## Begin

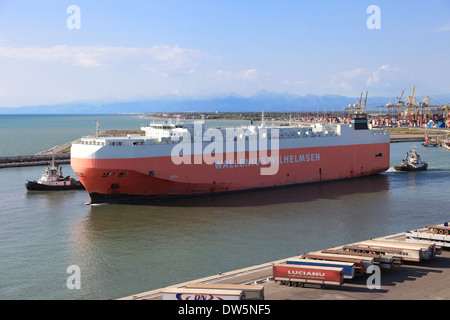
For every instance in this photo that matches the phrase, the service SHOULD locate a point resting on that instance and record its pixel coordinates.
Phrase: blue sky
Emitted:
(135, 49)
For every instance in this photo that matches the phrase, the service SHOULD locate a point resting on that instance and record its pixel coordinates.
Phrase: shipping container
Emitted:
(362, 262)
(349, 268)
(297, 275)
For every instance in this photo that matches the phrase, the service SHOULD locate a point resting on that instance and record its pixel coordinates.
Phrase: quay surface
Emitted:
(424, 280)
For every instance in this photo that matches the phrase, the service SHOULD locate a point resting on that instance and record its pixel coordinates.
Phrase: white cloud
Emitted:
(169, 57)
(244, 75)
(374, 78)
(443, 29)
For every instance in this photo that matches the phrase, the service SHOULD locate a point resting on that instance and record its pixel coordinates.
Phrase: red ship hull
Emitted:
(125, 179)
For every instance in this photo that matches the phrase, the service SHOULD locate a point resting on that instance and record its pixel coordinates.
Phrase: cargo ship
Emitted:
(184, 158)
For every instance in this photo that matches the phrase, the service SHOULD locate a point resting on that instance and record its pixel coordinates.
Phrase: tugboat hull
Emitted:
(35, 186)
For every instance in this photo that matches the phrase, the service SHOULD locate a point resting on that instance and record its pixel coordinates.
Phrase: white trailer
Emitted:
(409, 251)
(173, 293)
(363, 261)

## End
## Begin

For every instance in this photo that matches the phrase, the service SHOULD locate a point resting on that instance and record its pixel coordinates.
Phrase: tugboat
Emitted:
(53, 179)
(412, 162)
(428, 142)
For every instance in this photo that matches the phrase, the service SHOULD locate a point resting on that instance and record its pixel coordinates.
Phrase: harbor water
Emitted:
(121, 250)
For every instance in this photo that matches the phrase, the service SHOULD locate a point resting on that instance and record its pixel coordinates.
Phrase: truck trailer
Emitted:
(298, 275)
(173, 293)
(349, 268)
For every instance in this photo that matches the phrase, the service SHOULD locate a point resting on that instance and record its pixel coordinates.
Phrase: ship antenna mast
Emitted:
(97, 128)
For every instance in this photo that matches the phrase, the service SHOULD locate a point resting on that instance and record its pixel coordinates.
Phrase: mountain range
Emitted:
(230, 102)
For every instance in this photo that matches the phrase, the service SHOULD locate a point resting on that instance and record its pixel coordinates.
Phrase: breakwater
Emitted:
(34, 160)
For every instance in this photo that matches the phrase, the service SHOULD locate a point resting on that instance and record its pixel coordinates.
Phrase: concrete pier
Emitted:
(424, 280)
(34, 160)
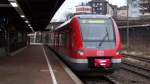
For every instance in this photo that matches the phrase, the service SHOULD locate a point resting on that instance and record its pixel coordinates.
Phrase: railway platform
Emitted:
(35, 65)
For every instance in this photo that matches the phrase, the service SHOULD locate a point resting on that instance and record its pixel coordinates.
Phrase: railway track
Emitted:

## End

> _Goal_
Pull out each line of the entries above that contains the string "tugboat", and copy those lines unchanged.

> _Written response_
Phrase: tugboat hull
Phrase: tugboat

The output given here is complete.